Wednesday, September 2, 2015

History: The Year is 1637

I've uploaded year 1637 to the TSP Wiki...

Here are some one liners...

China's Worst 5 Years of Drought and Rain in 500 Years -- Volcanoes, drought and floods! Oh my!

The Irrational Exuberance of Tulip Mania -- The economic bubble has burst.

Women's Lib, Freedom of Religion and Gun Control -- A Massachusetts colonist fights for her religious rights, and those who follow her must turn in their weapons or be fined.

And Another Thing... -- A list of interesting things that happened this year.

==================================================

Problem A:
Using the 1637 history post, answer each question on its own line, marked the same way.
(i) Where was the year 1637 uploaded?
(ii) Which mania is named alongside the economic bubble?
(iii) What must those who follow the Massachusetts colonist do to avoid a fine?
Problem B:
For each statement, say whether it agrees with the 1637 history post, giving yes or no and quoting the words that settle it.
(i) The drought and rain in China are described as the worst in 500 years.
(ii) The economic bubble is described as still growing.
(iii) The Massachusetts colonist fights for her religious rights.
Problem C:
Copy word for word the section of the 1637 history post that starts at "Here are some" and ends at "happened this year.".

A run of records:
==================================================

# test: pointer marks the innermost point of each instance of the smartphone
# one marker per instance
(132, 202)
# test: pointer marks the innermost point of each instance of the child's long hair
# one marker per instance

==================================================

Complete response A:
(i) The TSP Wiki
(ii) Tulip Mania
(iii) Turn in their weapons

Complete response B:
(i) Yes: "China's Worst 5 Years of Drought and Rain in 500 Years"
(ii) No: "The economic bubble has burst."
(iii) Yes: "A Massachusetts colonist fights for her religious rights"

Complete response C:
Here are some one liners...

China's Worst 5 Years of Drought and Rain in 500 Years -- Volcanoes, drought and floods! Oh my!

The Irrational Exuberance of Tulip Mania -- The economic bubble has burst.

Women's Lib, Freedom of Religion and Gun Control -- A Massachusetts colonist fights for her religious rights, and those who follow her must turn in their weapons or be fined.

And Another Thing... -- A list of interesting things that happened this year.